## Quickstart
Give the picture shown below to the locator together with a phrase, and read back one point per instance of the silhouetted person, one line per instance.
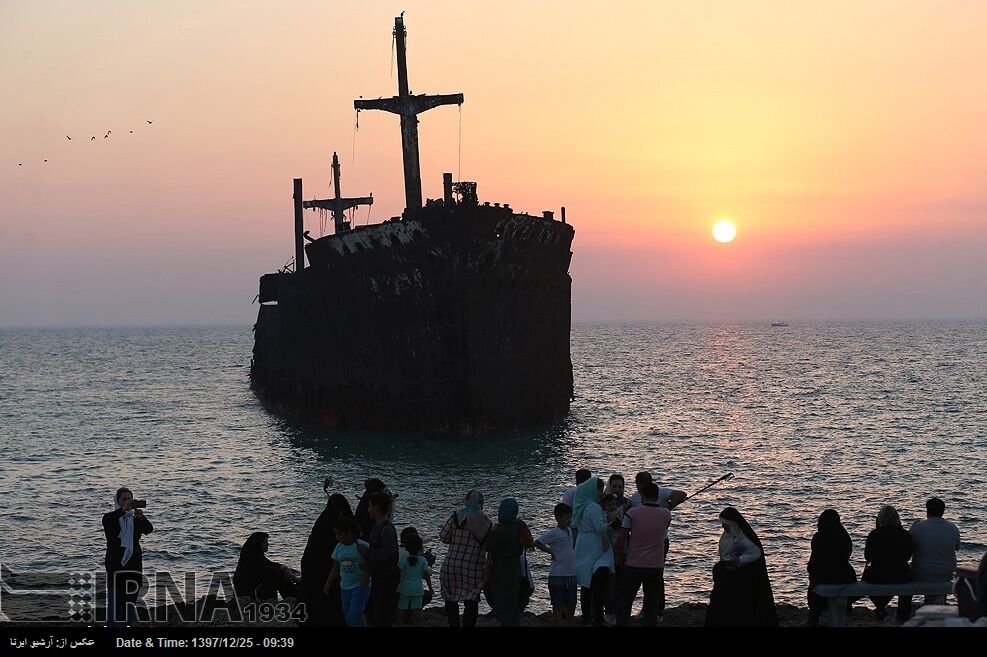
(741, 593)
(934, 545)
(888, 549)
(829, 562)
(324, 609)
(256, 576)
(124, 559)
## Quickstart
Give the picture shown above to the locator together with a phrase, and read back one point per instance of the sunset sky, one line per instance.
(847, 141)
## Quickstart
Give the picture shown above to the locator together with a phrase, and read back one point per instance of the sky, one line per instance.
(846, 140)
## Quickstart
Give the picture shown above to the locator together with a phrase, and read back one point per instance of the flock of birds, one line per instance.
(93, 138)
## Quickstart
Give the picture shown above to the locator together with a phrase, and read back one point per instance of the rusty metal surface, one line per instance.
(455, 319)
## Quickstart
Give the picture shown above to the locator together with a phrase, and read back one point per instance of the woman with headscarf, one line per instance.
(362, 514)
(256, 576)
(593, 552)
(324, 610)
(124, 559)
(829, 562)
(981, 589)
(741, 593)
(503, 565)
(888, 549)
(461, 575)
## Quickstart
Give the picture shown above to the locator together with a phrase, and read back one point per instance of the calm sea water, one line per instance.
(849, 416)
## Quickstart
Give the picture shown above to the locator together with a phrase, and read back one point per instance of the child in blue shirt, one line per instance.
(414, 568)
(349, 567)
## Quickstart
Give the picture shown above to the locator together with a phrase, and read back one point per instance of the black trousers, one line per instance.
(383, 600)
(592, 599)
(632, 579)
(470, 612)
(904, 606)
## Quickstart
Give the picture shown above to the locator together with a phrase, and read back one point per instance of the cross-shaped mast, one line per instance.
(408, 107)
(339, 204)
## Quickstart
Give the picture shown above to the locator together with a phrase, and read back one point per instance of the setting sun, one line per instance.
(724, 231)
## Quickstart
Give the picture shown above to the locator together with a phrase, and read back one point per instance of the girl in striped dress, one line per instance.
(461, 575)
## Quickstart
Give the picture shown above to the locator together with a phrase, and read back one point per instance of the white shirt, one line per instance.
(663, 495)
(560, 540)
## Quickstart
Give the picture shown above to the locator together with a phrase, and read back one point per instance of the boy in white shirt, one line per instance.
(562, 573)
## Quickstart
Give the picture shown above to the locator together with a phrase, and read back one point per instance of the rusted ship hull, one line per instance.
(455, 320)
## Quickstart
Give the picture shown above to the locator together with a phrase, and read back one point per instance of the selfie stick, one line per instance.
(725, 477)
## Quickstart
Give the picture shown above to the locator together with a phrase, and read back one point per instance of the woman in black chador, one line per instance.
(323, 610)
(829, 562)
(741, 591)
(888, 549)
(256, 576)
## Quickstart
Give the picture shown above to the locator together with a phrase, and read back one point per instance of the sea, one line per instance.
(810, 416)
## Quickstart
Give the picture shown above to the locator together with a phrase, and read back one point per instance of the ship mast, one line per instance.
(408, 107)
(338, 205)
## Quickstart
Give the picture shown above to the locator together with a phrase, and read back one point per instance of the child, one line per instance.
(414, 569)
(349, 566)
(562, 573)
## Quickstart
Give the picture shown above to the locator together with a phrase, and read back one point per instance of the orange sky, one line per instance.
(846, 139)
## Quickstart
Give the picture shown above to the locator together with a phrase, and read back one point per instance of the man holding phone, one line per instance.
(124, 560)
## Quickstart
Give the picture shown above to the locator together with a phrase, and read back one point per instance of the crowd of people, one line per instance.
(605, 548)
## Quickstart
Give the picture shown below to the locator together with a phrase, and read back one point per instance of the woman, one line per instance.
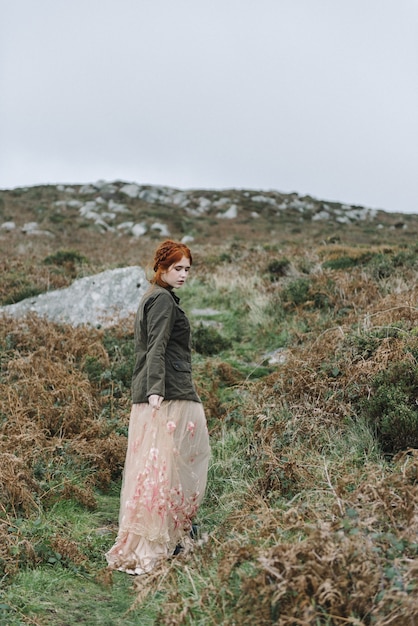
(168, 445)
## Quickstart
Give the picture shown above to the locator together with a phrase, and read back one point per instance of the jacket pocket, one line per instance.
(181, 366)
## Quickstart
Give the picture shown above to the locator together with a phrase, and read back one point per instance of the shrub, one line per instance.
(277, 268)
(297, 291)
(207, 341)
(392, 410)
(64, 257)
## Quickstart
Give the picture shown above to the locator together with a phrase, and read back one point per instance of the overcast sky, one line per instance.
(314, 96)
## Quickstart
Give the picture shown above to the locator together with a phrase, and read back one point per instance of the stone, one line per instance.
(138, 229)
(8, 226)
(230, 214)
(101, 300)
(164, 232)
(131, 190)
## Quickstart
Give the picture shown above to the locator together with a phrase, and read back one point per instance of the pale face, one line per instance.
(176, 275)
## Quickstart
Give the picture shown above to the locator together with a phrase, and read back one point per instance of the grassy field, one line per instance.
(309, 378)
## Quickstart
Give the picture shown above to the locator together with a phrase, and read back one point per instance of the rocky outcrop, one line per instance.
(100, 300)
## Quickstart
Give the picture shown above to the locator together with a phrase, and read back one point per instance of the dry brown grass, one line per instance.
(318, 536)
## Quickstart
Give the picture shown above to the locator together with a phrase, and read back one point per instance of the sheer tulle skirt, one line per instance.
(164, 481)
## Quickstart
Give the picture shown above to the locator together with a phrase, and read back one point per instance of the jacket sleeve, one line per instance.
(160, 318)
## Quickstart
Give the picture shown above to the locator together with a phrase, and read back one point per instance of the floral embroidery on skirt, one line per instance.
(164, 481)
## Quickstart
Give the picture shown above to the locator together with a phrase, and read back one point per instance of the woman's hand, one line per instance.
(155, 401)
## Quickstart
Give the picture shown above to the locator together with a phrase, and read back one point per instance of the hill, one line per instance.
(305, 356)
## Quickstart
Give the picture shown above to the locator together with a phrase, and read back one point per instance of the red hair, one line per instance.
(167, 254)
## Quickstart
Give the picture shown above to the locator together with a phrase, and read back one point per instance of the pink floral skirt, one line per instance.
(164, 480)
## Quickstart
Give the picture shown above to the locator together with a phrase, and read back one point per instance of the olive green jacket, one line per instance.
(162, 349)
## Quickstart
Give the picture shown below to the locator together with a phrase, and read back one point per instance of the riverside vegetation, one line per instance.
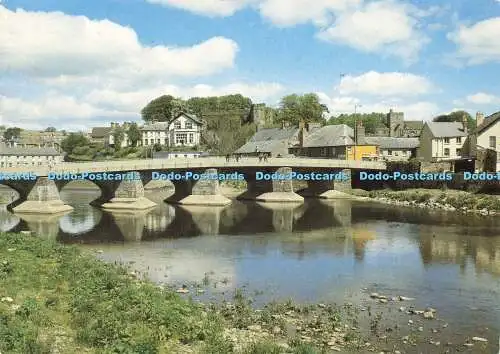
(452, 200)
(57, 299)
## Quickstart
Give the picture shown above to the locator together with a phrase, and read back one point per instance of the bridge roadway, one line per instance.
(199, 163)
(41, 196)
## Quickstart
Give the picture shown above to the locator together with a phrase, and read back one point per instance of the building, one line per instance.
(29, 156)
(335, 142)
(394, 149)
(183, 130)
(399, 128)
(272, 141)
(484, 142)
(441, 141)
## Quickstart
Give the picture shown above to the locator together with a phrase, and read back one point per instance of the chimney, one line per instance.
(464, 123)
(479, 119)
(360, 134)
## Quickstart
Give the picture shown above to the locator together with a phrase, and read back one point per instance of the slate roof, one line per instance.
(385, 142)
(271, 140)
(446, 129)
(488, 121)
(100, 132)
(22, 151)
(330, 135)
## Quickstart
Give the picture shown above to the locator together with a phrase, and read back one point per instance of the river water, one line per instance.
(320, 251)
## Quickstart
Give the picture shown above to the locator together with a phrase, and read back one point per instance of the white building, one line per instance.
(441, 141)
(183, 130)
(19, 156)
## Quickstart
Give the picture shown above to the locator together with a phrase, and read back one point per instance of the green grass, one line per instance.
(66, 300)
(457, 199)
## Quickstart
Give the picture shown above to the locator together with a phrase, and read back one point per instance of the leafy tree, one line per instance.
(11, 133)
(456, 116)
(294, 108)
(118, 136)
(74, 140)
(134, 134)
=-=-=
### Work to do
Pictures are to be left out; repeat all the remaining data exactly.

### Solution
## Quickstart
Give the picture shown below to the locator together with a phrase, and read back one point per instance of the silhouetted person, one line per instance.
(741, 593)
(934, 545)
(888, 549)
(829, 562)
(324, 609)
(256, 576)
(124, 559)
## Quickstart
Give the picture shown above to the locator together with a phrase, and read back one point per instance of the sunset sky, one line per instance.
(847, 141)
## Quickstart
Give the picture shown above to the locator together with a phrase, and read back one point per instance of the sky, one line per instance.
(846, 140)
## Quickstart
Give the picture shown above to the locator together with a phrase, and read back one point per instance of the flock of birds, one line per instance.
(93, 138)
## Quickstart
Give the picture shown above to the locator together with a phrase, and read back one point per instance of the rusty metal surface, one line per instance.
(455, 319)
## Quickstart
Give the picture shown above to the locator together with a phrase, and read back one point per instance of the woman with headscarf, one line per instance.
(362, 514)
(256, 576)
(593, 552)
(324, 610)
(124, 559)
(829, 562)
(981, 589)
(741, 593)
(503, 565)
(888, 549)
(461, 575)
## Quickstart
Give the picture shown above to the locator together with a phrase, and read back one point per instance of the calm sea water, one line per instance.
(849, 416)
## Quickstart
Give the picture shown above to the locator together with a phrase, and read back one point per instance of the child in blue shirt, one line per instance.
(414, 568)
(349, 567)
## Quickstart
Give the picture shown above to the locator together with a phrase, and read back one point per instance of the black trousers, one line per instance.
(383, 600)
(592, 599)
(632, 579)
(470, 612)
(904, 606)
## Quickstart
Give the picture shown above to the locator together with a phrase, and read back one point per instance of the cross-shaped mast, one line per instance.
(408, 107)
(339, 204)
## Quickstart
Give the picture shown above to the locator together with a phrase, and read back one point per instance of the setting sun, one line per instance.
(724, 231)
## Quickstart
Give the picture shown above to the locator together with a phrase, and read back one point per instance of the girl in striped dress, one line per instance.
(461, 575)
## Quickstart
Give the picture shown above to the locator together with a phrase, and read back one point per instance of the white shirt, one line per instance.
(663, 495)
(560, 540)
## Quickstart
Give the picture shown above to the locator together with a phrase, and read back one point per instance of the boy in white shirt, one line per instance.
(562, 573)
## Quickstart
Give the picture shown above to the locator together with a phrase, and read back one point per instance of the rusted ship hull, one line per instance.
(455, 320)
## Quickstart
Give the picture shown above to the locator together with a phrase, and read back one point per instance of the selfie stick, one line per instance.
(725, 477)
## Quickstart
Give the picture shown above to the locator together with a phrase, and read back one point per instance of the woman in black chador, one line per instance.
(323, 610)
(829, 562)
(741, 591)
(888, 549)
(256, 576)
## Quickstart
Give the picture shown above to the locator together with a phrase, and read back one point per instance of the sea, one line per instance.
(810, 416)
## Quickstart
Give the picture shown above to the locator together with a phrase, and read back one point per instance of the ship mast, one line per instance.
(408, 107)
(338, 205)
## Quickstart
Give the picture shown above to the locator together with a phrase, and read back one point per instance of the child, one line per instance.
(414, 569)
(349, 566)
(562, 573)
## Quickstart
Give the picture shown above to the locator together with a phrase, and read back one point per instance of the orange sky, one line per instance.
(846, 139)
## Quickstart
Give the picture shown above to the locator together with a phrase, and read back one point per instance of the man holding phone, one line per instance.
(124, 560)
## Quickstart
Give the picture shown above to the locator together with a phrase, and read back one point per instance of the crowd of people, one line per instance.
(605, 548)
## Quickstart
Give the picture shown below to the locator together with a phrase, and read back one point per instance of the woman, one line per instance.
(168, 445)
## Quickstart
Give the picture shown above to the locator together with a phrase, and read back one point per instance of the jacket pocket, one line per instance.
(181, 366)
## Quickstart
Give the picture shown above to the locator together with a phrase, and read back one point per instance of the shrub, one line per instance.
(277, 268)
(297, 291)
(207, 341)
(392, 410)
(64, 257)
## Quickstart
Give the picture shown above to the locator together with a phrase, and read back one point per instance of the overcast sky, one line per instance.
(314, 96)
## Quickstart
Give the picture shown above to the locator together with a phrase, and read back one point per instance of the stone, one line per instance.
(138, 229)
(8, 226)
(230, 214)
(101, 300)
(164, 232)
(131, 190)
## Quickstart
Give the picture shown above to the locator together with a phrase, and read back one point per instance of the pale face, one line per instance.
(176, 275)
## Quickstart
Give the picture shown above to the locator together with a phrase, and read back one point per instance of the grassy field, one line per instance.
(309, 378)
## Quickstart
Give the picture shown above to the locator together with a phrase, and read back one point per instance of the rocky outcrop, one line per instance.
(100, 300)
## Quickstart
Give the picture shown above to the locator together with a phrase, and read back one point per instance of the dry brown grass, one line per instance.
(318, 536)
## Quickstart
Give the picture shown above to the locator together with a phrase, and read back one point per instance of the sheer tulle skirt, one line per instance.
(164, 481)
## Quickstart
Give the picture shown above to the locator together with a phrase, and read back one point per instance of the jacket sleeve, one line per instance.
(160, 318)
## Quickstart
Give the picture shown above to the locator together with a phrase, and read back one point per instance of the floral embroidery on skirt, one line per instance.
(164, 481)
## Quickstart
Give the picture shown above to the locator together with a phrase, and read back one point per instance of the woman's hand, one line per instance.
(155, 401)
## Quickstart
Give the picture shown above to the locator together with a phrase, and read back one point per instance of the hill, one line per instance.
(305, 356)
## Quickstart
Give the picture shown above to the locator together with a phrase, and read back one point per instance of the red hair, one line per instance.
(167, 254)
## Quickstart
Give the picture shown above to the locator together with a phrase, and read back one point per instance of the pink floral skirt, one line per instance.
(164, 480)
## Quickstart
Give the picture shown above to the locator together with a phrase, and read back one point per instance of the olive green jacket, one line per instance.
(162, 349)
## Quickstart
Give the picture shown below to the locator together with a phrase, and read back one point per instance of the riverside vegetation, one line per instance.
(452, 200)
(57, 299)
## Quickstart
Give the picture shown above to the locator together with a phrase, and read back one point per instance of the bridge roadway, one line per instance.
(199, 163)
(41, 196)
## Quickstart
Give the picture shown above to the locator together with a phrase, and read back one point per instance of the building, one line per instance.
(29, 156)
(335, 142)
(394, 149)
(183, 130)
(399, 128)
(272, 141)
(484, 142)
(441, 141)
## Quickstart
Give the picture shown above to the locator together with a phrase, and read back one point per instance of the chimney, one line per instance.
(464, 123)
(479, 119)
(360, 134)
## Quickstart
Give the picture shown above to the locator together with a phrase, and read back one point per instance of the slate roof, one line per instance.
(385, 142)
(271, 140)
(446, 129)
(488, 121)
(100, 132)
(22, 151)
(330, 135)
## Quickstart
Give the picture shown above to the locator together with a phrase, and read back one point per instance of the river water, one line per instance.
(320, 251)
## Quickstart
Give the picture shown above to the locator together with a phrase, and read back one point per instance of the white building, one line per instance.
(441, 141)
(183, 130)
(19, 156)
## Quickstart
Give the picture shown above to the locator together with a phrase, and read back one point per instance of the green grass, one line per instance.
(66, 300)
(457, 199)
## Quickstart
Give the picture shown above to the locator together with a phrase, and read back one point per instance of the leafy tree, one line per instance.
(11, 133)
(456, 116)
(294, 108)
(118, 136)
(74, 140)
(134, 134)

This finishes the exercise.